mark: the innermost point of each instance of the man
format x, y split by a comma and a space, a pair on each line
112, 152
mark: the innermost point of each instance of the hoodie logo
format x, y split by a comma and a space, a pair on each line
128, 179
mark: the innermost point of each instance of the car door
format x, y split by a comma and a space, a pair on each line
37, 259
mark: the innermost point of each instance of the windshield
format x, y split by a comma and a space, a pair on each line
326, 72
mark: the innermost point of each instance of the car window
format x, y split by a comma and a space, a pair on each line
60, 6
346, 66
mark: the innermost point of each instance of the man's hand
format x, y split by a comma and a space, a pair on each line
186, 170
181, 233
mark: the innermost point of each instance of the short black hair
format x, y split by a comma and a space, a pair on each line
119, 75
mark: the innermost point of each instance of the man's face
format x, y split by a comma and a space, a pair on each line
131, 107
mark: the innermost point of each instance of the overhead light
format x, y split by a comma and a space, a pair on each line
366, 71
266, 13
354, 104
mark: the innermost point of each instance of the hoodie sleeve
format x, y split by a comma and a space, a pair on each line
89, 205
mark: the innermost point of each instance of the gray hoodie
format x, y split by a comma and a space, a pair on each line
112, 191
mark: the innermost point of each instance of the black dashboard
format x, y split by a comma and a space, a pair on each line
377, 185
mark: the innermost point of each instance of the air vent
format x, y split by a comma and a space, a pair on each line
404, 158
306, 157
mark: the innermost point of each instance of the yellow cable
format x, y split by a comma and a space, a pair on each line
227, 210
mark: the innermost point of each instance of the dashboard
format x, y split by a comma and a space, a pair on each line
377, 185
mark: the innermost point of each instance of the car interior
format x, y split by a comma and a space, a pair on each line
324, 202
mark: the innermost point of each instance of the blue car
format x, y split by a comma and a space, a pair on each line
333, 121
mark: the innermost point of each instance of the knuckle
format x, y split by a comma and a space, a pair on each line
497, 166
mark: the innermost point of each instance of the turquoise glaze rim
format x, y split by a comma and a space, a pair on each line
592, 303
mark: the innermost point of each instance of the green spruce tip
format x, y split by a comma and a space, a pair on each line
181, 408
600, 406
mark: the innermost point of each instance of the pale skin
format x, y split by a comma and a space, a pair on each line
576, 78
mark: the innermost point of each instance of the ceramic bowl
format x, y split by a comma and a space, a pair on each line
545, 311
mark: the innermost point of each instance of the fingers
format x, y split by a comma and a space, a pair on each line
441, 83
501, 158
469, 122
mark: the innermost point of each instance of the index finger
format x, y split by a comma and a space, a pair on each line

□ □ □

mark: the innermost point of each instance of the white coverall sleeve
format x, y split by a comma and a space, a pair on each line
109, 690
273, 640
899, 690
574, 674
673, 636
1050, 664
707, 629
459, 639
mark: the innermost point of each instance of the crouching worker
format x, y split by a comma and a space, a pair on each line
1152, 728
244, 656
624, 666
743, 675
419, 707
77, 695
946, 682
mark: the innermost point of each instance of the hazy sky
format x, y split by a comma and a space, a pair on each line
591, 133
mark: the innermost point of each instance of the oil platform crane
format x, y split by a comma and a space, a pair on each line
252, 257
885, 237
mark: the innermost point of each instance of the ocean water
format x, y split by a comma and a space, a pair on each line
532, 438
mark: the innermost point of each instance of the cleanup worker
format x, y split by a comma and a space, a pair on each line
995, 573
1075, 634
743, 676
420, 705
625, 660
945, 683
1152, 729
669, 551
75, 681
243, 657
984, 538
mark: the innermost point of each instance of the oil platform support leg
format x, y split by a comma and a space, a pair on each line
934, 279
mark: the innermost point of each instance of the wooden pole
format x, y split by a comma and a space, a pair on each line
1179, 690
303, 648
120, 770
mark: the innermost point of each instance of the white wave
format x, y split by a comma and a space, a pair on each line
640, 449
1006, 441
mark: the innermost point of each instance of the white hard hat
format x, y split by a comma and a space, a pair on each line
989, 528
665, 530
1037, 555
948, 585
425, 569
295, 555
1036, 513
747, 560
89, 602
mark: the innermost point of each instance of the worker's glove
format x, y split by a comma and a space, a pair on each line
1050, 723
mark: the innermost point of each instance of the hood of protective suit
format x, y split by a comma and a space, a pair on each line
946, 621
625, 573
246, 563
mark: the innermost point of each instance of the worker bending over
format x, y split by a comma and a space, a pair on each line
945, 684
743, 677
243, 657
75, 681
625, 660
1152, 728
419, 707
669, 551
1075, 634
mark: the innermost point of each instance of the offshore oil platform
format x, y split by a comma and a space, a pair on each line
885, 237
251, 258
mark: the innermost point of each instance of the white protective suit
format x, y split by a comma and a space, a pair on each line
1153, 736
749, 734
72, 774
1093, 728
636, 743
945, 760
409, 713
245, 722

□ □ □

» WHAT YOU NEED TO DO:
Collect every line in the records above that contains the string "suit". Case counts.

» COMPLETE OUTPUT:
mark: the innermost point of each instance of the hood of protective suit
mark: the innermost point of each instance of the white protective suit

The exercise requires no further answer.